Sua tarefa. Atualize o trecho do texto sobre a Maçonaria entre "As tradições iniciáticas" e "sobre a Maçonaria.", inclusive, trocando "secretismo" por "sigilo", e escreva esse trecho de novo por inteiro.

Bloco de texto.
------------------------------------------------------------

Muito questionam as vozes populistas sobre o interesse e o sentido da existência da Maçonaria.
As tradições iniciáticas são, com toda a naturalidade, alvo de olhares inquisitoriais que se alimentam numa gramática quase tão antiga como elas próprias: o secretismo, a construção de conspirações, a proteção e o apoio levados ao nível da corrupção, ou o domínio social sobre a maioria são alguns dos tópicos mais correntes na visão popular sobre a Maçonaria.
Nos momentos de crise, quando se afirmam correntes detentoras de verdades inquestionáveis e claras, quando são tentadoras as definições que indicam caminhos certos, seguros e sem dúvidas, esta maçonofobia ganha, quantas vezes, dimensão de atentados, de violência física como começamos hoje a assistir, fazendo-nos recordar tempos não assim tão distantes quando grande parte da Europa viveu debaixo da escuridão dos totalitarismos.

------------------------------------------------------------

Conjunto de dados.
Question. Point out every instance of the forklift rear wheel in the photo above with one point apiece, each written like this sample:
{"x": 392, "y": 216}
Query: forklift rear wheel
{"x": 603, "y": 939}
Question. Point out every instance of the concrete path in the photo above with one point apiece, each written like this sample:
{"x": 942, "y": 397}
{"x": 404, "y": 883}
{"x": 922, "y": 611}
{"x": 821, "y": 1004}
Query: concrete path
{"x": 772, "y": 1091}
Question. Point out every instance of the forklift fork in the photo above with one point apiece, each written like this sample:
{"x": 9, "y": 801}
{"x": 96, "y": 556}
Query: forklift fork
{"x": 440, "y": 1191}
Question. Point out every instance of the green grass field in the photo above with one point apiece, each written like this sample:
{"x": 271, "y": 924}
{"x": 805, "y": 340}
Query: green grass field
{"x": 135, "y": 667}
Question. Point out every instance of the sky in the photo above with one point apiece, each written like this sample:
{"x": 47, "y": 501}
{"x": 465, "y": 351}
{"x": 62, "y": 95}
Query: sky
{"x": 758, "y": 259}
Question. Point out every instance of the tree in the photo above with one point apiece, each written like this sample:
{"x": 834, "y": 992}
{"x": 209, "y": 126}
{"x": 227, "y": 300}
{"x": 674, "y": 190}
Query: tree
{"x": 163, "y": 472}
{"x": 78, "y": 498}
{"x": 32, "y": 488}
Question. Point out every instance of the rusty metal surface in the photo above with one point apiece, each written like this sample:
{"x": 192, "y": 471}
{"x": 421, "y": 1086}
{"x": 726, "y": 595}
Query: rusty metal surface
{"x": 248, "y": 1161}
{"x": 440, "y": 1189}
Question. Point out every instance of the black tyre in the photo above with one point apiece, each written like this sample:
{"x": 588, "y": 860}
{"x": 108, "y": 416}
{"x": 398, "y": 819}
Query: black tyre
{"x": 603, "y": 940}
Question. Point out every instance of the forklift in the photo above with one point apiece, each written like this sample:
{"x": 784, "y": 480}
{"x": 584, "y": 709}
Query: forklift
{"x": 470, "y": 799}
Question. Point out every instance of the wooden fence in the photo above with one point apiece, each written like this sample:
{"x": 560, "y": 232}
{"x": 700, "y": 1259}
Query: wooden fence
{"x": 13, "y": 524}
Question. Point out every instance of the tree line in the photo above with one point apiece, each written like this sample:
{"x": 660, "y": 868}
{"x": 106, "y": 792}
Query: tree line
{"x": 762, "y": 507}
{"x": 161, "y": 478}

------------------------------------------------------------

Resposta.
As tradições iniciáticas são, com toda a naturalidade, alvo de olhares inquisitoriais que se alimentam numa gramática quase tão antiga como elas próprias: o sigilo, a construção de conspirações, a proteção e o apoio levados ao nível da corrupção, ou o domínio social sobre a maioria são alguns dos tópicos mais correntes na visão popular sobre a Maçonaria.